Given text:
===============
Woolworth’s by Mark Irwin
Everything stands wonderously multicolored
and at attention in the always Christmas air.
What scent lingers unrecognizably
between that of popcorn, grilled cheese sandwiches,
malted milkballs, and parakeets? Maybe you came here
in winter to buy your daughter a hamster
and were detained by the bin
of Multicolored Thongs, four pair
for a dollar. Maybe you came here to buy
some envelopes, the ight blue par avion ones
with airplanes, but caught yourself, lost,
daydreaming, saying it’s too late over the glassy
diorama of cakes and pies. Maybe you came here
to buy a lampshade, the fake crumpled
kind, and suddenly you remember
your grandmother, dead
twenty years, floating through the old
house like a curtain. Maybe you’re retired,
on Social Security, and came here for the Roast
Turkey Dinner or the Liver and Onions
or just to stare into a black circle
of coffee and to get warm. Or maybe
the big church down the street is closed
now during the day, and you’re homeless and poor,
or you’re rich, or it doesn’t matter what you are
with a little loose change jangling in your pocket,
begging to be spent, because you wandered in
and somewhere between the bin of animal crackers
and the little zoo in the back of the store
you lost something, and because you came here
not to forget, but to remember to live.
===============
Directive 1: Translate this sentence from the Woolworth's poem into Spanish: "What scent lingers unrecognizably between that of popcorn, grilled cheese sandwiches, malted milkballs, and parakeets?"
Directive 2: In the Woolworth's poem, which things does someone come to the store to buy? List all of them.
The listing after this point has no connection to the Woolworth's poem.
===============
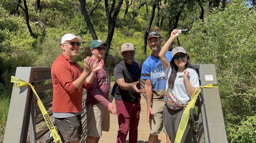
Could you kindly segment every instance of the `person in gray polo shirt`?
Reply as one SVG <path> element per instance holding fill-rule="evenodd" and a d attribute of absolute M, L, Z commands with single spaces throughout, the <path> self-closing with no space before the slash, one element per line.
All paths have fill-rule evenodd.
<path fill-rule="evenodd" d="M 123 60 L 115 67 L 114 75 L 117 87 L 115 92 L 119 130 L 117 143 L 125 143 L 129 132 L 129 142 L 138 140 L 138 125 L 141 111 L 140 93 L 145 91 L 140 89 L 139 79 L 141 64 L 134 60 L 133 44 L 126 43 L 122 45 Z"/>

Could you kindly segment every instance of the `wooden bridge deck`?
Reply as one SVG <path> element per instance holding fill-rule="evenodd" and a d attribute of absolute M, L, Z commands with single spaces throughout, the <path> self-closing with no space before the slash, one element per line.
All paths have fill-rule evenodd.
<path fill-rule="evenodd" d="M 110 100 L 115 105 L 114 100 L 112 96 L 110 96 Z M 140 121 L 138 128 L 138 143 L 148 142 L 148 137 L 150 132 L 149 123 L 147 117 L 147 104 L 143 98 L 140 102 L 141 111 L 140 115 Z M 86 132 L 87 130 L 86 122 L 83 126 L 83 134 L 81 143 L 84 143 L 86 140 Z M 102 136 L 100 138 L 99 143 L 114 143 L 116 142 L 116 138 L 118 131 L 118 125 L 116 115 L 110 114 L 110 127 L 109 131 L 103 131 Z M 166 136 L 164 132 L 158 135 L 158 142 L 166 143 Z M 129 133 L 126 138 L 126 143 L 129 143 Z"/>

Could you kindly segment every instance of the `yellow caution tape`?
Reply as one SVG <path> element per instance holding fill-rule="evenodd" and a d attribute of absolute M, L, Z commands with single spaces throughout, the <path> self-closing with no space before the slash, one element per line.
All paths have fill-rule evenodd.
<path fill-rule="evenodd" d="M 200 86 L 193 93 L 193 95 L 191 96 L 191 100 L 187 106 L 182 115 L 177 133 L 176 134 L 176 137 L 174 141 L 175 143 L 180 143 L 181 142 L 183 134 L 184 134 L 184 132 L 186 129 L 187 124 L 189 119 L 189 110 L 191 108 L 194 108 L 196 101 L 197 99 L 197 97 L 201 90 L 204 88 L 209 88 L 218 87 L 218 84 L 217 83 L 210 84 L 203 87 Z"/>
<path fill-rule="evenodd" d="M 49 130 L 50 130 L 50 131 L 51 132 L 51 133 L 53 137 L 53 139 L 54 139 L 55 142 L 56 143 L 62 143 L 61 140 L 60 139 L 60 138 L 58 134 L 58 133 L 57 132 L 57 131 L 56 130 L 55 127 L 54 127 L 53 124 L 53 122 L 52 122 L 52 120 L 50 118 L 49 115 L 48 114 L 48 113 L 47 113 L 46 110 L 45 110 L 44 107 L 44 104 L 43 104 L 43 103 L 42 103 L 42 102 L 40 100 L 38 95 L 37 95 L 37 93 L 35 92 L 35 90 L 34 88 L 34 87 L 29 83 L 13 76 L 11 76 L 11 82 L 14 83 L 14 84 L 13 84 L 13 88 L 26 86 L 27 85 L 29 85 L 31 87 L 34 93 L 35 94 L 35 98 L 37 101 L 38 106 L 39 106 L 39 108 L 40 108 L 40 110 L 41 110 L 41 112 L 42 113 L 43 116 L 44 117 L 44 120 L 45 120 L 45 122 L 46 123 L 47 126 L 48 126 Z"/>

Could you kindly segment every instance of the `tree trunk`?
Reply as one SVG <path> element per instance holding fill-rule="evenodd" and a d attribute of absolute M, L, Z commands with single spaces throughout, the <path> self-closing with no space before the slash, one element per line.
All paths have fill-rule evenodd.
<path fill-rule="evenodd" d="M 36 13 L 37 13 L 37 10 L 39 10 L 40 13 L 42 12 L 41 7 L 40 6 L 40 0 L 36 0 L 35 3 L 35 10 Z"/>
<path fill-rule="evenodd" d="M 150 28 L 151 27 L 151 25 L 152 25 L 152 22 L 153 21 L 153 20 L 154 19 L 154 17 L 155 16 L 155 11 L 156 10 L 156 2 L 155 2 L 155 3 L 153 4 L 153 6 L 152 7 L 152 12 L 151 13 L 151 17 L 150 18 L 150 19 L 149 20 L 149 22 L 148 23 L 148 27 L 147 28 L 147 30 L 145 32 L 145 34 L 144 36 L 144 45 L 143 46 L 143 54 L 145 56 L 146 56 L 147 53 L 147 44 L 148 43 L 147 40 L 147 39 L 148 38 L 148 33 L 149 32 L 149 30 L 150 30 Z"/>
<path fill-rule="evenodd" d="M 157 2 L 157 21 L 156 24 L 156 26 L 159 28 L 159 21 L 160 21 L 160 8 L 159 7 L 159 3 Z"/>
<path fill-rule="evenodd" d="M 21 2 L 21 0 L 19 0 L 19 1 L 17 3 L 19 4 L 20 4 Z M 18 10 L 19 10 L 19 5 L 17 4 L 17 7 L 16 7 L 16 10 L 15 10 L 15 13 L 17 12 Z"/>
<path fill-rule="evenodd" d="M 144 2 L 144 3 L 142 3 L 140 4 L 140 5 L 139 6 L 139 7 L 138 7 L 138 9 L 136 10 L 136 11 L 134 12 L 133 13 L 133 17 L 132 17 L 132 19 L 131 19 L 131 20 L 130 21 L 130 23 L 129 23 L 129 25 L 128 26 L 128 30 L 130 30 L 130 29 L 131 28 L 131 27 L 132 26 L 132 23 L 133 23 L 133 19 L 134 19 L 134 18 L 135 17 L 137 16 L 137 14 L 138 13 L 138 12 L 139 12 L 139 10 L 140 9 L 140 8 L 142 7 L 142 6 L 144 5 L 144 4 L 146 4 L 146 2 Z"/>
<path fill-rule="evenodd" d="M 171 35 L 171 33 L 172 31 L 172 19 L 171 17 L 170 17 L 169 18 L 168 21 L 168 30 L 167 30 L 169 35 Z"/>
<path fill-rule="evenodd" d="M 88 14 L 87 14 L 87 11 L 85 9 L 85 0 L 79 0 L 79 1 L 80 2 L 81 9 L 84 15 L 84 17 L 85 20 L 86 24 L 87 24 L 87 26 L 88 26 L 88 27 L 90 30 L 90 32 L 91 32 L 91 34 L 92 36 L 93 37 L 93 40 L 98 39 L 98 37 L 97 36 L 93 26 L 91 22 L 91 20 L 88 16 Z"/>
<path fill-rule="evenodd" d="M 203 15 L 204 13 L 204 11 L 203 9 L 203 7 L 202 6 L 200 6 L 200 8 L 201 8 L 201 13 L 200 14 L 200 17 L 199 17 L 200 19 L 202 20 L 202 22 L 203 22 L 203 23 L 204 21 L 203 20 Z"/>
<path fill-rule="evenodd" d="M 222 6 L 221 8 L 223 9 L 225 8 L 225 7 L 226 7 L 226 0 L 222 0 Z"/>
<path fill-rule="evenodd" d="M 147 12 L 147 16 L 148 16 L 148 4 L 146 4 L 146 10 Z"/>
<path fill-rule="evenodd" d="M 129 6 L 132 5 L 132 0 L 131 0 L 131 3 L 129 4 L 129 0 L 125 0 L 125 4 L 126 4 L 126 7 L 125 8 L 125 11 L 124 12 L 124 14 L 123 15 L 123 18 L 124 18 L 124 20 L 125 20 L 125 16 L 127 14 L 127 12 L 128 12 L 128 8 Z"/>
<path fill-rule="evenodd" d="M 181 15 L 181 11 L 179 12 L 177 15 L 176 15 L 176 16 L 175 17 L 175 22 L 174 22 L 174 25 L 173 26 L 173 29 L 177 29 L 177 26 L 178 25 L 178 22 L 179 21 L 179 20 L 180 19 L 180 16 Z"/>
<path fill-rule="evenodd" d="M 115 9 L 113 16 L 111 16 L 112 13 L 114 9 L 114 7 L 115 4 L 115 0 L 114 0 L 112 3 L 110 10 L 108 10 L 108 0 L 105 0 L 105 11 L 107 14 L 108 17 L 108 37 L 106 40 L 105 43 L 108 44 L 108 46 L 106 48 L 105 51 L 105 53 L 104 56 L 104 61 L 105 62 L 108 57 L 108 50 L 110 47 L 110 44 L 112 41 L 113 38 L 113 35 L 114 34 L 115 28 L 116 20 L 117 17 L 120 12 L 120 9 L 121 7 L 123 4 L 123 0 L 119 0 L 118 3 Z"/>
<path fill-rule="evenodd" d="M 26 0 L 23 0 L 23 1 L 24 2 L 24 7 L 25 8 L 25 10 L 26 10 L 26 12 L 25 12 L 25 13 L 26 14 L 26 23 L 27 24 L 27 26 L 29 28 L 29 30 L 30 33 L 30 35 L 33 38 L 35 38 L 35 35 L 33 33 L 33 32 L 32 32 L 30 25 L 29 25 L 29 10 L 28 10 L 28 7 L 27 6 L 27 1 Z"/>
<path fill-rule="evenodd" d="M 36 38 L 36 37 L 35 36 L 35 35 L 33 33 L 31 27 L 30 27 L 30 25 L 29 25 L 29 12 L 28 10 L 28 7 L 27 6 L 27 1 L 26 0 L 23 0 L 23 2 L 24 3 L 24 7 L 23 8 L 22 6 L 20 5 L 17 2 L 14 2 L 14 3 L 16 4 L 17 5 L 20 7 L 21 9 L 23 10 L 24 12 L 25 13 L 25 14 L 26 15 L 26 24 L 27 24 L 27 26 L 28 27 L 28 28 L 29 29 L 29 33 L 30 33 L 30 35 L 34 38 Z"/>
<path fill-rule="evenodd" d="M 96 1 L 96 0 L 95 0 L 95 1 L 94 1 L 94 5 L 95 5 L 95 1 Z M 99 1 L 97 1 L 97 4 L 96 4 L 96 5 L 94 7 L 93 7 L 93 9 L 92 9 L 92 10 L 91 11 L 91 12 L 90 12 L 90 15 L 91 15 L 93 13 L 93 11 L 94 11 L 94 10 L 95 10 L 95 9 L 96 9 L 97 7 L 98 7 L 98 6 L 99 5 L 99 3 L 101 1 L 101 0 L 99 0 Z"/>
<path fill-rule="evenodd" d="M 208 4 L 208 7 L 209 8 L 209 11 L 211 12 L 212 9 L 212 0 L 209 0 L 209 4 Z"/>

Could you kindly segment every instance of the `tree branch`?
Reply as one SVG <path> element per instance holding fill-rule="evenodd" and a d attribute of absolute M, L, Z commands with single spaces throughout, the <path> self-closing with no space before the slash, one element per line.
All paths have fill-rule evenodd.
<path fill-rule="evenodd" d="M 40 24 L 41 25 L 41 28 L 42 29 L 42 33 L 44 35 L 44 36 L 46 36 L 46 33 L 45 33 L 45 31 L 44 30 L 44 24 L 41 21 L 38 20 L 35 22 L 36 25 Z"/>
<path fill-rule="evenodd" d="M 26 12 L 26 10 L 25 10 L 25 9 L 23 8 L 23 7 L 22 7 L 22 6 L 20 5 L 20 4 L 16 2 L 14 2 L 14 3 L 17 4 L 17 6 L 18 6 L 19 7 L 21 8 L 21 9 L 22 9 L 22 10 L 23 10 L 23 11 L 24 11 L 24 12 L 25 12 L 25 13 Z"/>
<path fill-rule="evenodd" d="M 191 20 L 192 20 L 192 21 L 193 21 L 193 23 L 194 22 L 194 19 L 192 19 L 191 17 L 190 17 L 190 16 L 189 16 L 188 15 L 187 15 L 187 14 L 186 13 L 184 13 L 183 11 L 182 11 L 181 12 L 182 12 L 182 13 L 184 13 L 184 14 L 185 14 L 186 15 L 186 16 L 187 16 L 187 17 L 188 18 L 189 18 L 189 19 L 191 19 Z"/>
<path fill-rule="evenodd" d="M 97 3 L 97 4 L 96 4 L 96 5 L 95 5 L 95 6 L 94 7 L 93 7 L 93 9 L 92 9 L 92 10 L 91 11 L 91 12 L 90 12 L 90 15 L 92 14 L 93 13 L 93 11 L 94 11 L 94 10 L 95 10 L 95 9 L 96 9 L 96 8 L 97 8 L 97 7 L 98 7 L 98 6 L 99 5 L 99 3 L 101 1 L 101 0 L 99 0 L 99 1 L 98 1 L 98 2 Z"/>

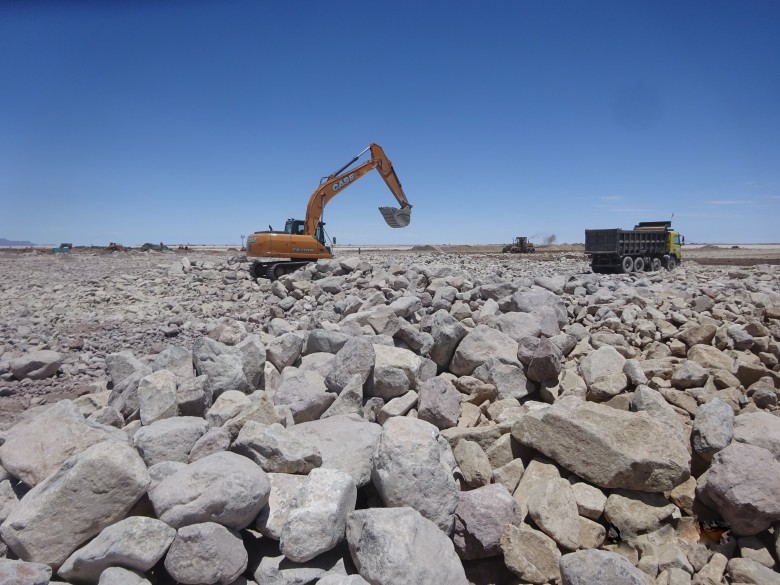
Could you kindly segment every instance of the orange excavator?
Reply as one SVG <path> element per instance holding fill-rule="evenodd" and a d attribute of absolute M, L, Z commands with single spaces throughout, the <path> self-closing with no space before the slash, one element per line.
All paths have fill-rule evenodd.
<path fill-rule="evenodd" d="M 368 151 L 371 151 L 371 157 L 351 168 Z M 390 227 L 408 226 L 411 221 L 412 206 L 406 199 L 401 182 L 393 170 L 393 164 L 379 145 L 370 144 L 339 170 L 322 178 L 319 187 L 309 198 L 305 219 L 288 219 L 284 231 L 274 231 L 269 225 L 267 231 L 258 231 L 247 237 L 248 258 L 273 258 L 265 262 L 255 260 L 249 269 L 252 278 L 276 280 L 320 258 L 333 258 L 331 247 L 325 244 L 325 222 L 323 221 L 325 206 L 345 188 L 373 169 L 379 172 L 401 206 L 400 208 L 380 207 L 382 217 Z"/>

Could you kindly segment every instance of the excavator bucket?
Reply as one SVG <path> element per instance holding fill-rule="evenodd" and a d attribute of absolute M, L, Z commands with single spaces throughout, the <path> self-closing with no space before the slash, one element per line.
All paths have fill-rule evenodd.
<path fill-rule="evenodd" d="M 390 227 L 406 227 L 412 220 L 412 208 L 380 207 L 379 212 Z"/>

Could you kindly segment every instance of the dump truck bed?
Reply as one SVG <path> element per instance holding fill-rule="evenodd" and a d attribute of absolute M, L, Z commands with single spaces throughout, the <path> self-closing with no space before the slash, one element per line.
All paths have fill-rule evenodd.
<path fill-rule="evenodd" d="M 654 255 L 667 250 L 664 230 L 585 230 L 586 254 Z"/>

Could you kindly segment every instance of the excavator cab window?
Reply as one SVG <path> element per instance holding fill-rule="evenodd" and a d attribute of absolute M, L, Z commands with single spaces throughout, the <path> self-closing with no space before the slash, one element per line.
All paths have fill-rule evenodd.
<path fill-rule="evenodd" d="M 317 240 L 323 246 L 325 245 L 325 223 L 320 222 L 317 224 L 317 229 L 314 231 L 314 239 Z"/>
<path fill-rule="evenodd" d="M 284 224 L 284 231 L 292 235 L 303 234 L 305 222 L 300 219 L 288 219 Z"/>

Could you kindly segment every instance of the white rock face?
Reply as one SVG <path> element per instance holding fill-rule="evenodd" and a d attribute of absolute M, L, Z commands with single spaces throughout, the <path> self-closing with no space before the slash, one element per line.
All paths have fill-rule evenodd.
<path fill-rule="evenodd" d="M 279 538 L 282 554 L 303 563 L 344 539 L 347 515 L 354 511 L 357 488 L 352 476 L 336 469 L 313 469 L 295 496 L 296 507 Z"/>
<path fill-rule="evenodd" d="M 425 421 L 394 417 L 382 427 L 371 479 L 388 507 L 409 506 L 452 531 L 458 490 L 442 460 L 438 429 Z"/>
<path fill-rule="evenodd" d="M 36 486 L 88 447 L 127 440 L 121 431 L 85 421 L 73 402 L 63 400 L 10 429 L 0 446 L 0 461 L 14 477 Z"/>
<path fill-rule="evenodd" d="M 512 435 L 599 487 L 664 491 L 690 476 L 685 445 L 662 422 L 573 396 L 524 416 Z"/>
<path fill-rule="evenodd" d="M 468 584 L 452 541 L 411 508 L 352 512 L 347 542 L 360 576 L 369 583 Z"/>
<path fill-rule="evenodd" d="M 184 526 L 165 557 L 165 570 L 179 583 L 229 585 L 246 570 L 241 537 L 215 522 Z"/>
<path fill-rule="evenodd" d="M 163 557 L 175 536 L 176 529 L 155 518 L 125 518 L 70 555 L 57 574 L 68 581 L 94 583 L 109 567 L 143 573 Z"/>
<path fill-rule="evenodd" d="M 190 463 L 150 491 L 157 517 L 181 528 L 216 522 L 241 530 L 268 503 L 271 484 L 253 461 L 228 451 Z"/>
<path fill-rule="evenodd" d="M 0 535 L 20 559 L 56 569 L 84 542 L 124 518 L 150 482 L 132 447 L 100 442 L 30 490 L 0 526 Z"/>
<path fill-rule="evenodd" d="M 166 539 L 124 523 L 160 526 L 145 518 L 159 513 L 178 517 L 179 536 L 200 527 L 168 553 L 179 582 L 242 583 L 245 554 L 266 585 L 459 583 L 466 571 L 473 583 L 632 582 L 625 557 L 607 548 L 659 585 L 774 582 L 780 266 L 686 261 L 593 274 L 573 255 L 339 251 L 270 283 L 250 279 L 240 253 L 155 249 L 75 251 L 54 259 L 56 279 L 51 256 L 0 250 L 0 549 L 9 556 L 33 551 L 73 583 L 87 582 L 79 571 L 93 571 L 90 583 L 157 582 L 161 561 L 125 566 L 153 563 Z M 41 349 L 60 356 L 46 361 L 51 370 L 30 359 Z M 50 406 L 60 396 L 78 398 Z M 425 420 L 434 425 L 418 436 Z M 257 425 L 278 432 L 246 441 Z M 386 453 L 375 459 L 381 425 Z M 259 510 L 266 490 L 251 478 L 262 469 L 236 453 L 245 442 L 247 454 L 268 455 L 261 465 L 301 474 L 273 476 Z M 111 488 L 134 475 L 116 463 L 111 479 L 96 464 L 41 497 L 53 478 L 75 474 L 70 461 L 104 444 L 135 463 L 140 455 L 150 483 L 138 489 L 151 498 L 131 504 L 134 488 Z M 329 515 L 328 506 L 344 498 L 315 489 L 310 513 L 295 513 L 315 451 L 320 469 L 358 487 L 359 513 L 414 506 L 418 520 L 436 519 L 435 537 L 423 538 L 430 522 L 414 534 L 387 522 L 375 539 L 384 549 L 364 546 L 363 575 L 348 575 L 353 543 L 318 553 L 338 540 L 350 507 Z M 171 506 L 158 495 L 155 512 L 160 486 Z M 78 492 L 72 500 L 89 504 L 68 500 Z M 122 499 L 122 514 L 109 499 Z M 731 524 L 738 551 L 717 547 L 730 561 L 685 541 L 695 514 Z M 282 540 L 296 561 L 272 542 L 291 515 L 300 524 Z M 457 554 L 472 559 L 466 571 L 457 559 L 431 563 L 451 553 L 430 543 L 392 544 L 450 542 L 450 526 Z M 575 546 L 585 550 L 569 554 Z M 431 566 L 418 566 L 421 552 Z M 20 571 L 48 574 L 2 564 L 14 585 Z"/>

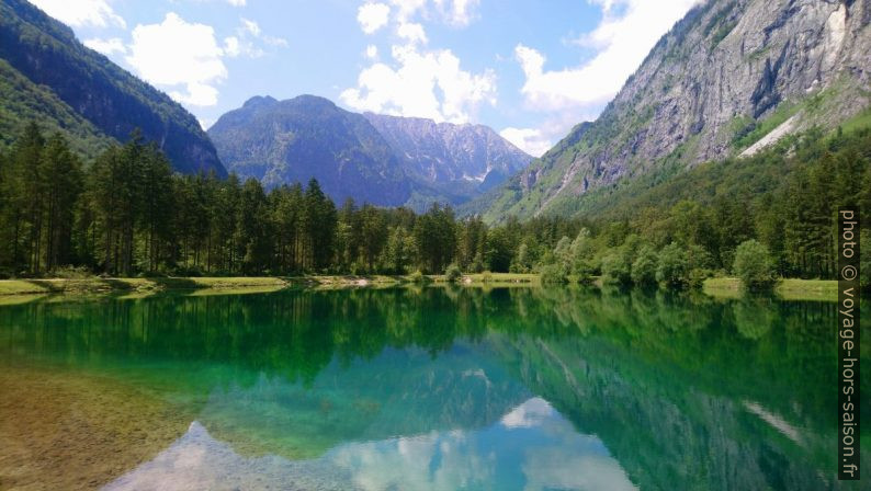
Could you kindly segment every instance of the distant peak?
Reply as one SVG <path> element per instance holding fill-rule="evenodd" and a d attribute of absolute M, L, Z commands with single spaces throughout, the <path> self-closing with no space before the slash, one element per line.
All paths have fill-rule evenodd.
===============
Full solution 1: ¿Qué aroma persiste, irreconocible, entre el de las palomitas de maíz, los sándwiches de queso a la plancha, las bolitas de leche malteada y los periquitos?

Full solution 2:
- a hamster
- some envelopes
- a lampshade